Enunciado escrito 1> Reescribe las filas que aparecen más abajo poniendo "LED billboard" en lugar de "video billboard". Todo lo demás debe quedar igual.

::::::

El dar ensancha el corazón y lo hace más joven, con más capacidad de amar. El egoísmo empobrece, hace el propio horizonte más pequeño. Cuanto más damos, más nos enriquecemos.
A la Virgen le suplicamos hoy que nos enseñe a ser generosos, en primer lugar con Dios, y luego con los demás, con quienes conviven o trabajan junto a nosotros, con quienes nos encontramos en las diversas circunstancias de la vida. Que sepamos darnos en el servicio a los demás, en la vida ordinaria de cada día.
II. Si sentimos que a pesar de nuestra lucha, aún nos puede el egoísmo, miremos hoy a la Virgen para imitarla en su generosidad y poder sentir la alegría de darnos y de dar. Necesitamos entender mejor que la generosidad enriquece y agranda el corazón y la posibilidad de recibir; el egoísmo, por el contrario, es como un veneno que destruye, con lentitud a veces y siempre con seguridad.
Junto a María percibimos que Dios nos ha hecho para la entrega, y que cada vez que nos «reservamos» para nuestros planes y para nuestras cosas, a espaldas de Él, morimos un poco. «El Reino de Dios no tiene precio, y sin embargo cuesta exactamente lo que tengas (...). A Pedro y a Andrés les costó el abandono de una barca y de unas redes; a la viuda le costó dos moneditas de plata...»7. Todo lo que tenían, como en nuestro caso.

::::::

Enunciado escrito 2> Prosigue el texto sobre la generosidad a imitación de la Virgen desde su última frase.

::::::

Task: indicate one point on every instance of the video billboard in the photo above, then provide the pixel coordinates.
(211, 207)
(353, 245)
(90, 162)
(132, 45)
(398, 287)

::::::

Resultado obtenido 1>
Task: indicate one point on every instance of the LED billboard in the photo above, then provide the pixel coordinates.
(211, 207)
(353, 245)
(90, 162)
(132, 45)
(398, 287)

Resultado obtenido 2>
Lo «nuestro» se salva precisamente cuando lo entregamos. «Tu barca –tus talentos, tus aspiraciones, tus logros– no vale para nada, a no ser que la dejes a disposición de Jesucristo, que permitas que Él pueda entrar ahí con libertad, que no la conviertas en un ídolo. Tú solo, con tu barca, si prescindes del Maestro, sobrenaturalmente hablando, marchas derecho al naufragio. Únicamente si admites, si buscas, la presencia y el gobierno del Señor, estarás a salvo de las tempestades y de los reveses de la vida. Pon todo en las manos de Dios: que tus pensamientos, las buenas aventuras de tu imaginación, tus ambiciones humanas nobles, tus amores limpios, pasen por el corazón de Cristo. De otro modo, tarde o temprano, se irán a pique con tu egoísmo»8.
Cada uno, donde y como Dios le llame, ha de hacer como aquella mujer de Betania que muestra su gran amor por el Señor rompiendo un frasco de nardo puro de gran precio9. Es la muestra exterior de su gran amor por el Señor. Esta mujer no quiere reservarse nada, ni para sí, ni para nadie. Es un gesto de entrega sin reservas, de amistad, de ternura profunda por Cristo. La casa se llenó de la fragancia del perfume. De nosotros también quedarán las muestras de amor y entrega a Cristo. Solo eso. Lo demás se irá perdiendo y pasará como agua de río.
La generosidad con Dios se ha de manifestar en la generosidad con los demás: lo que hicisteis con uno de estos, conmigo lo hicisteis10.
Es propio de la generosidad saber olvidar con prontitud los pequeños agravios que se pueden producir durante la convivencia diaria; sonreír y hacer la vida más amable a los demás, aunque se estén padeciendo contradicciones; juzgar con medida ancha y comprensiva a los demás; adelantarse en los servicios menos agradables del trabajo y de la convivencia; aceptar a los demás como son, sin estar excesivamente pendientes de sus defectos; un pequeño elogio, con el que, en ocasiones, podemos hacer mucho bien; dar un tono positivo a nuestra conversación y, si es el caso, a alguna posible corrección que debamos hacer; evitar la crítica negativa, frecuentemente inútil e injusta; abrir horizontes –humanos y sobrenaturales– a nuestros amigos, etc. Sobre todo, hay que facilitar el camino a quienes nos rodean para que se acerquen más a Cristo. Es lo mejor que podemos dar.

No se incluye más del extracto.